Pull out every line in the items below that contains the word "jacket". Case counts, so a match must have the same capitalization.

.....

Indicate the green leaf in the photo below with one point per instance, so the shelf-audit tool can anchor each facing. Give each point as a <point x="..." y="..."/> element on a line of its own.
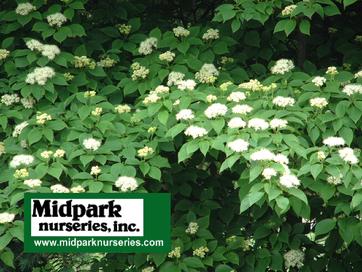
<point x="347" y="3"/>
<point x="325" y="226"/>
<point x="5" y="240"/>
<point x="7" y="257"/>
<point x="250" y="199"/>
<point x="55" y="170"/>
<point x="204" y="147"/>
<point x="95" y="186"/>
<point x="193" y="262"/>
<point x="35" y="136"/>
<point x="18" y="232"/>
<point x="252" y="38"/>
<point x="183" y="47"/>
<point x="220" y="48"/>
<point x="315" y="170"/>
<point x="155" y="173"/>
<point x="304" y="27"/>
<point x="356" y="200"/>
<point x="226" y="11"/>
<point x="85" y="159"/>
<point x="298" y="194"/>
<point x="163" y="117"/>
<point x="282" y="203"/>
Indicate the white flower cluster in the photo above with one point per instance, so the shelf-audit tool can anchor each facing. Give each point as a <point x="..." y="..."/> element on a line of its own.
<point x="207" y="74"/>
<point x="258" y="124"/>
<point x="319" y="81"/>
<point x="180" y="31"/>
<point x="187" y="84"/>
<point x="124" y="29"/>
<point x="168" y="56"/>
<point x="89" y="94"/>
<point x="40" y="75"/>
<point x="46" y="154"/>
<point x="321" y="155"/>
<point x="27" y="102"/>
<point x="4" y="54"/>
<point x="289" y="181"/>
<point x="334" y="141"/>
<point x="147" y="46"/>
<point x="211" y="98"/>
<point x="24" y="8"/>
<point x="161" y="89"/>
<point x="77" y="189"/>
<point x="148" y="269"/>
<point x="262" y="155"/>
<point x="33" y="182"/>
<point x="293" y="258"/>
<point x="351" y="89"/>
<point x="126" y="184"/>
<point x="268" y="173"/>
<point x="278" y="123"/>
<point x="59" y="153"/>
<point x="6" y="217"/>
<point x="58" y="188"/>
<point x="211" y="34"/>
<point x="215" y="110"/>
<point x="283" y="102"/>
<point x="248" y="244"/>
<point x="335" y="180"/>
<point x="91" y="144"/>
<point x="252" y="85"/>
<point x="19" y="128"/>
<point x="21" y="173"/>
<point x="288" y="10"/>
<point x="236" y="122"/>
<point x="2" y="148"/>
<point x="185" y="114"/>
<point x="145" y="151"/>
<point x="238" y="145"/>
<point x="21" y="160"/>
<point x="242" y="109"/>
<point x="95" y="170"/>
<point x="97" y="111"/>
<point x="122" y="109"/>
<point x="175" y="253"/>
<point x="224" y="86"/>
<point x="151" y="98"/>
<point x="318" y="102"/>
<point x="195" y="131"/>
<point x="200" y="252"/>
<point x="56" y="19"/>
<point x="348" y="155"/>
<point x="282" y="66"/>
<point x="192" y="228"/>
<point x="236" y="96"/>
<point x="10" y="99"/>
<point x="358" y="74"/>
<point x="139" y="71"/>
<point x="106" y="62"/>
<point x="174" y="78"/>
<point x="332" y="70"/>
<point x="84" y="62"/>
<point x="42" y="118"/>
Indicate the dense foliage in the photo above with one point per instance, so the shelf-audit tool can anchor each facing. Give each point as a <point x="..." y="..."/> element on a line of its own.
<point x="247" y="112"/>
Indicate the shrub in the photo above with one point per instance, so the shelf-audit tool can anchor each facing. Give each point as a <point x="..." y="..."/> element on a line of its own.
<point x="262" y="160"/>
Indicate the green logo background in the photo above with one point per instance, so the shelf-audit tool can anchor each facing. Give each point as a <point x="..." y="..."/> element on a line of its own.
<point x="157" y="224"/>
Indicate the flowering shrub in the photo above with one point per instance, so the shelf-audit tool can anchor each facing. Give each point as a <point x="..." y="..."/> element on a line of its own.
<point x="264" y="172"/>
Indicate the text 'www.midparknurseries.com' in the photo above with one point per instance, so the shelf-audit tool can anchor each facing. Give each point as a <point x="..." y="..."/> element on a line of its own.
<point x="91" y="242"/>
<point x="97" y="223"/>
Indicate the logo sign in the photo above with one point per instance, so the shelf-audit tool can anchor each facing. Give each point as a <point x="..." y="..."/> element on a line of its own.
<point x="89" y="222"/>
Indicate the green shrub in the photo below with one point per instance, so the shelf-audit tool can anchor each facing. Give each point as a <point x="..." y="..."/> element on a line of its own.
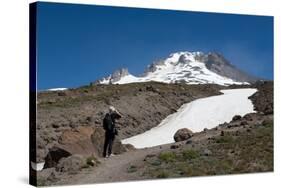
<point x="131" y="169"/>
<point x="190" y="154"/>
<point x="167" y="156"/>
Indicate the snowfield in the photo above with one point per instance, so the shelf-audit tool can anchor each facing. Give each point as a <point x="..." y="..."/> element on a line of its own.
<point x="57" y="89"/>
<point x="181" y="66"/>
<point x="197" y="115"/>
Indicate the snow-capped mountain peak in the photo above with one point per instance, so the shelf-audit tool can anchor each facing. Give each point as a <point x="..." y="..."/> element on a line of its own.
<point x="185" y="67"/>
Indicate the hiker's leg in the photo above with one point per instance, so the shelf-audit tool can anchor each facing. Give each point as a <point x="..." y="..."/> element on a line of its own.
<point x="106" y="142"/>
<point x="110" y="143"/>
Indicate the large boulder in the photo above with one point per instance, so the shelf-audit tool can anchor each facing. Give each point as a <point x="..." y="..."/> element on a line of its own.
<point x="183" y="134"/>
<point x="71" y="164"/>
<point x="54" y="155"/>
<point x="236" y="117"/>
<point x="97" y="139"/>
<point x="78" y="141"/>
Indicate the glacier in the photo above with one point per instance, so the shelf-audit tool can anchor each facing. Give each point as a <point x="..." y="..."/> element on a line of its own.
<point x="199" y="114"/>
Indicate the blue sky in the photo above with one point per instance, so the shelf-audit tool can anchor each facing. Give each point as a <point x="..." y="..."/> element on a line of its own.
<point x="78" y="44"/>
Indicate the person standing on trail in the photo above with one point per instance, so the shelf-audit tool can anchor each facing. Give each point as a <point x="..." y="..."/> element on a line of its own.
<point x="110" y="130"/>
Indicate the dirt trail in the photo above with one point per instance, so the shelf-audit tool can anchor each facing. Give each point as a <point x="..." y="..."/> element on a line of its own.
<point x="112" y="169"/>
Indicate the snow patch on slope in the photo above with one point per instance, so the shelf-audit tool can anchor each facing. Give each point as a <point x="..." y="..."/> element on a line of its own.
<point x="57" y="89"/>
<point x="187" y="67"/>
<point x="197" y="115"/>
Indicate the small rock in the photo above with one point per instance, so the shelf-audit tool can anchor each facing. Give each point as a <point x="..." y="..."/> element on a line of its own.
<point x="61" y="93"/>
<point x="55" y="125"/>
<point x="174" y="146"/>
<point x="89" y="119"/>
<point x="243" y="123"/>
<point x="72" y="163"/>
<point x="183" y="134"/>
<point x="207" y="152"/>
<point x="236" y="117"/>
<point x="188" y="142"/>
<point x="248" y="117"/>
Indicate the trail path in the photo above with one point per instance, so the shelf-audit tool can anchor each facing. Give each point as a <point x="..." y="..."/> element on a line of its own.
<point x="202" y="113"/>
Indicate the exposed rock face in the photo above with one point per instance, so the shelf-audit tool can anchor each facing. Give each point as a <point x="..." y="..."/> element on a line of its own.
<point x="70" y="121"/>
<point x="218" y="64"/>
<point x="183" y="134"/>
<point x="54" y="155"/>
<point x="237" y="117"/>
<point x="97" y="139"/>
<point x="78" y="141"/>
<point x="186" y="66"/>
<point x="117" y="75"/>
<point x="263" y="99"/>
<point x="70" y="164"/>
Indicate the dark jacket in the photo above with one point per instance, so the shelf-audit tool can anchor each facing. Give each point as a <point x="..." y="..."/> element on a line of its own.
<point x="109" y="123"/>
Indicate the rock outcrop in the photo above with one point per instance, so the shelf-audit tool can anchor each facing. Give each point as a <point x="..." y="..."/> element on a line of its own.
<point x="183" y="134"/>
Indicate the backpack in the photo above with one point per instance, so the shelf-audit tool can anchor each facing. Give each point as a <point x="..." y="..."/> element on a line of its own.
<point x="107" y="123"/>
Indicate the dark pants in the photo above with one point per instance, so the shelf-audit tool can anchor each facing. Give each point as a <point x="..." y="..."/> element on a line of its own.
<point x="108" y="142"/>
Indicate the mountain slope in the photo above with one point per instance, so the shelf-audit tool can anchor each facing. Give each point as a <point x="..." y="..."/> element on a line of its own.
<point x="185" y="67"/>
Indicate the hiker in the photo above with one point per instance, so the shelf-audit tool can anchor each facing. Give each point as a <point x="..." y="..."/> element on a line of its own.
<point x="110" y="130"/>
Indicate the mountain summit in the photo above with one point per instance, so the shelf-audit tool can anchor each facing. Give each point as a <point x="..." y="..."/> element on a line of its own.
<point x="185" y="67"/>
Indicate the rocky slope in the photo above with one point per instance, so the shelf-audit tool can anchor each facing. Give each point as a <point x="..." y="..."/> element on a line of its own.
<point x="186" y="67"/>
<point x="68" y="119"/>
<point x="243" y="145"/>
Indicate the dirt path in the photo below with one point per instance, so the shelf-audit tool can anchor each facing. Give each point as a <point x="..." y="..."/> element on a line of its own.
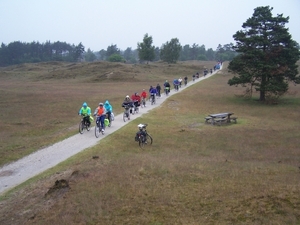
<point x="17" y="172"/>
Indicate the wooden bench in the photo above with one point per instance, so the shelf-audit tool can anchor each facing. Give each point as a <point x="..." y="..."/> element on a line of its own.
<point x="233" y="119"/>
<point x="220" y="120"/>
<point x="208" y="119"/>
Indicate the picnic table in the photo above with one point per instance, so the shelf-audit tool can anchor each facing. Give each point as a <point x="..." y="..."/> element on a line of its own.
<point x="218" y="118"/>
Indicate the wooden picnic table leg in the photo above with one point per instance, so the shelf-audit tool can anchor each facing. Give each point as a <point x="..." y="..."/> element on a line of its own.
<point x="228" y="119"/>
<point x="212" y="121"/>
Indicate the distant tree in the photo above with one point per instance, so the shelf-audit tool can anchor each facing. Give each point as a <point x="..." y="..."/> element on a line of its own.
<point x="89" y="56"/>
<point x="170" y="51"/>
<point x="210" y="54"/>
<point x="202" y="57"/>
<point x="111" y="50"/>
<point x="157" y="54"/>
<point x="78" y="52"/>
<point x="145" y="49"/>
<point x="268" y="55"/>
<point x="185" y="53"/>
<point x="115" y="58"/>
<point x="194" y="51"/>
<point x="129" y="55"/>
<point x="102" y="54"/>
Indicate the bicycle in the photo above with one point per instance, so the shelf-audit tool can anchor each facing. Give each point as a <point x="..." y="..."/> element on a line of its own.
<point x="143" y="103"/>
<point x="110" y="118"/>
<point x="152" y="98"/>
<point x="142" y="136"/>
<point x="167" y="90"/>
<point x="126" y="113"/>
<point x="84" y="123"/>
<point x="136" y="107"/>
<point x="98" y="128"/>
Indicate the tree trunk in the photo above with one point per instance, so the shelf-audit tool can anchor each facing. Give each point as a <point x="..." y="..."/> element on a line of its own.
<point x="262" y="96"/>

.....

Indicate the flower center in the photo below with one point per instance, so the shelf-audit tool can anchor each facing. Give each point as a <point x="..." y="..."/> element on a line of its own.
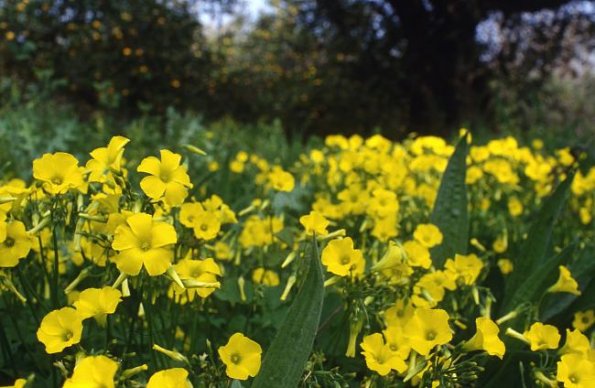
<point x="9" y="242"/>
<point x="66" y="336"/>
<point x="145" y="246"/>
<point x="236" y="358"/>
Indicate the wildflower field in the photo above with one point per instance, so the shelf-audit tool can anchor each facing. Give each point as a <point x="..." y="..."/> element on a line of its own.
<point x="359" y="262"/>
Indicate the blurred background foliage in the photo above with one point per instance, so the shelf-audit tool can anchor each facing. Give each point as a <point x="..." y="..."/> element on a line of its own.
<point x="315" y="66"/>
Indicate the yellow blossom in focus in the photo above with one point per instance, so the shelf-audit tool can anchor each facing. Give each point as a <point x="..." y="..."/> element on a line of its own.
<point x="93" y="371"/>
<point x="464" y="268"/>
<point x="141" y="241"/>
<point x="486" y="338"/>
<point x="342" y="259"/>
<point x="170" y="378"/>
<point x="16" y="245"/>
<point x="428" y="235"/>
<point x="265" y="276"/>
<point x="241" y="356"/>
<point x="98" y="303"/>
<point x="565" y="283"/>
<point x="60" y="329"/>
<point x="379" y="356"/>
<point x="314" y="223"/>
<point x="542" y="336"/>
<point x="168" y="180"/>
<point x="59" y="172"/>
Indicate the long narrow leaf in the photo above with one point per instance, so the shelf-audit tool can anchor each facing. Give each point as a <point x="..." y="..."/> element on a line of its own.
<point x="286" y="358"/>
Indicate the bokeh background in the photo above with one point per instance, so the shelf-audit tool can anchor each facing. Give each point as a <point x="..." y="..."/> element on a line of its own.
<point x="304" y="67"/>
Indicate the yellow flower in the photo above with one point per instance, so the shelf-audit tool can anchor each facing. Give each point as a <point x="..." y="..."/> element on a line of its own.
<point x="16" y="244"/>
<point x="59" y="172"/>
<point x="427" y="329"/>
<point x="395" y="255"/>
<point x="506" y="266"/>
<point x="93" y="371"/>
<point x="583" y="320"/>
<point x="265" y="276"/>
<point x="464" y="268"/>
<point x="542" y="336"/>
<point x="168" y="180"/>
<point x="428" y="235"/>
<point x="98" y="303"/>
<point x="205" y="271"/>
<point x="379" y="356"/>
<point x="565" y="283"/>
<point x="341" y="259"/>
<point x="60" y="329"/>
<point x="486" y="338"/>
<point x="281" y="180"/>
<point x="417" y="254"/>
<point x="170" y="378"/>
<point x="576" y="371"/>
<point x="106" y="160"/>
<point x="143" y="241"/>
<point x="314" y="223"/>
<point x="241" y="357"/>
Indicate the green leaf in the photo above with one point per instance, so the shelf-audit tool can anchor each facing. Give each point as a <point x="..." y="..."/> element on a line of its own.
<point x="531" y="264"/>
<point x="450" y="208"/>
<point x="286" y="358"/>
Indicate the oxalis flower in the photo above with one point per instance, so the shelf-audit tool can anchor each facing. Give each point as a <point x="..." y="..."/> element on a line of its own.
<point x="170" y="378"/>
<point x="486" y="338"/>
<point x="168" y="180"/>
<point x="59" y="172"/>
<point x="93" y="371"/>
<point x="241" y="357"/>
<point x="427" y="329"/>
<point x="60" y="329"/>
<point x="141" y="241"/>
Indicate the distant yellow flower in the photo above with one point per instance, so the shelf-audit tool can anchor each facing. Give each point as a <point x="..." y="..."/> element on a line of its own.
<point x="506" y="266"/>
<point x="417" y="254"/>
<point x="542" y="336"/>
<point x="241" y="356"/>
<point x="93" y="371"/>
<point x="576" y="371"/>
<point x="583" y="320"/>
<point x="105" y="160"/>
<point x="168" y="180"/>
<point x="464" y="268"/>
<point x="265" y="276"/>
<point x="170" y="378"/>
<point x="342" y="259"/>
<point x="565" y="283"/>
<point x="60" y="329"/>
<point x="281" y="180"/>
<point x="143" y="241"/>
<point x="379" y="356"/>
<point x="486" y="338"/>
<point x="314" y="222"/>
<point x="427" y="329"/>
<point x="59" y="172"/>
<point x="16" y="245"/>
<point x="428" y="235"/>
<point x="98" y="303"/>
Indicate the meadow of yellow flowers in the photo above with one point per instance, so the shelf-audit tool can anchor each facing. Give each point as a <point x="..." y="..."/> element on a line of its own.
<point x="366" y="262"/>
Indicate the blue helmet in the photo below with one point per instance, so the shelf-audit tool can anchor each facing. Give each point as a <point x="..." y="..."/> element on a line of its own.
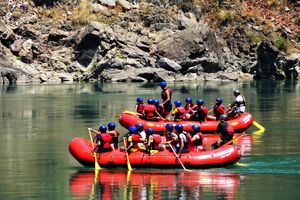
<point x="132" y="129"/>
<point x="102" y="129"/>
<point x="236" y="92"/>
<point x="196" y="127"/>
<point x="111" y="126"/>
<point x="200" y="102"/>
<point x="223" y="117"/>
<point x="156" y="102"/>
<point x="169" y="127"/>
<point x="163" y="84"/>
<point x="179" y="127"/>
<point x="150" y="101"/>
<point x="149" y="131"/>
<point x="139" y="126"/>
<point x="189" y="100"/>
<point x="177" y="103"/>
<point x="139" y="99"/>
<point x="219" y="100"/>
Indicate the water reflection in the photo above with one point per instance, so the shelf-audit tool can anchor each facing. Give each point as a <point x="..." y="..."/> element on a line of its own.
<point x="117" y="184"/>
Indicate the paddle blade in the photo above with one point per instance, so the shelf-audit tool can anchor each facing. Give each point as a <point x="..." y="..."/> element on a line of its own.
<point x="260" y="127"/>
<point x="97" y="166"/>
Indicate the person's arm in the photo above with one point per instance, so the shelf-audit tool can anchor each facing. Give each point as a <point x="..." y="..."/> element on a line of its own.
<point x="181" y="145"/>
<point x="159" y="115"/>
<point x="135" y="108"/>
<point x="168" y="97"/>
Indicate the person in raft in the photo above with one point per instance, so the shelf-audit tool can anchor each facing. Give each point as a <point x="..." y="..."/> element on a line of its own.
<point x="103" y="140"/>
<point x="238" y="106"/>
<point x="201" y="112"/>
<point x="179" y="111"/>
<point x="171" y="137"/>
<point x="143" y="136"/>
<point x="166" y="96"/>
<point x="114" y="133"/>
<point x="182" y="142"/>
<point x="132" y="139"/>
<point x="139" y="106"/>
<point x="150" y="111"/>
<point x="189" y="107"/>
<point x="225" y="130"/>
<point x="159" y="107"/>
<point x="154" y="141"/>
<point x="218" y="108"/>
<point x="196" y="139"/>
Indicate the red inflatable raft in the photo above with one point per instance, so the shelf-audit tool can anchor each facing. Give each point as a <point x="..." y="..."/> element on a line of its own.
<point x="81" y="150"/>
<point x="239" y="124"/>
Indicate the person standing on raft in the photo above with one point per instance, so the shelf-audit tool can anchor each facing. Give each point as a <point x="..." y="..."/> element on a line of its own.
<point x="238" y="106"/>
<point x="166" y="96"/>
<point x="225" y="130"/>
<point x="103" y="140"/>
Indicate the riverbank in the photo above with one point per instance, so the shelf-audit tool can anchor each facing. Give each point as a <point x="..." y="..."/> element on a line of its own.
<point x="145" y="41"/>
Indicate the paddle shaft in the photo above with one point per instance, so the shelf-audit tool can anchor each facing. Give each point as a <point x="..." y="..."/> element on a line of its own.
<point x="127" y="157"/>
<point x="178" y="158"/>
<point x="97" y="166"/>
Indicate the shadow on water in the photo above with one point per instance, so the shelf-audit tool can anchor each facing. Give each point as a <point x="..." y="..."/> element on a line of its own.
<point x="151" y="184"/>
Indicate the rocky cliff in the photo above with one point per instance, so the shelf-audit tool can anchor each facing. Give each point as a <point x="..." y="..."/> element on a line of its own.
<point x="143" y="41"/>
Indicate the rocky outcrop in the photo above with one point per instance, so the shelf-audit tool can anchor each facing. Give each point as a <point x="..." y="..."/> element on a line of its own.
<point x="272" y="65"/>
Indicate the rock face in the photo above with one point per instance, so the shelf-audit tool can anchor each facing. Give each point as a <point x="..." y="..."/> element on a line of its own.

.....

### Result
Indicate the dark jacket in the photo above with one point per instance, so the shelf-audit tool can anchor each facing. Give each point as a <point x="..." y="..."/> element on a line of its own.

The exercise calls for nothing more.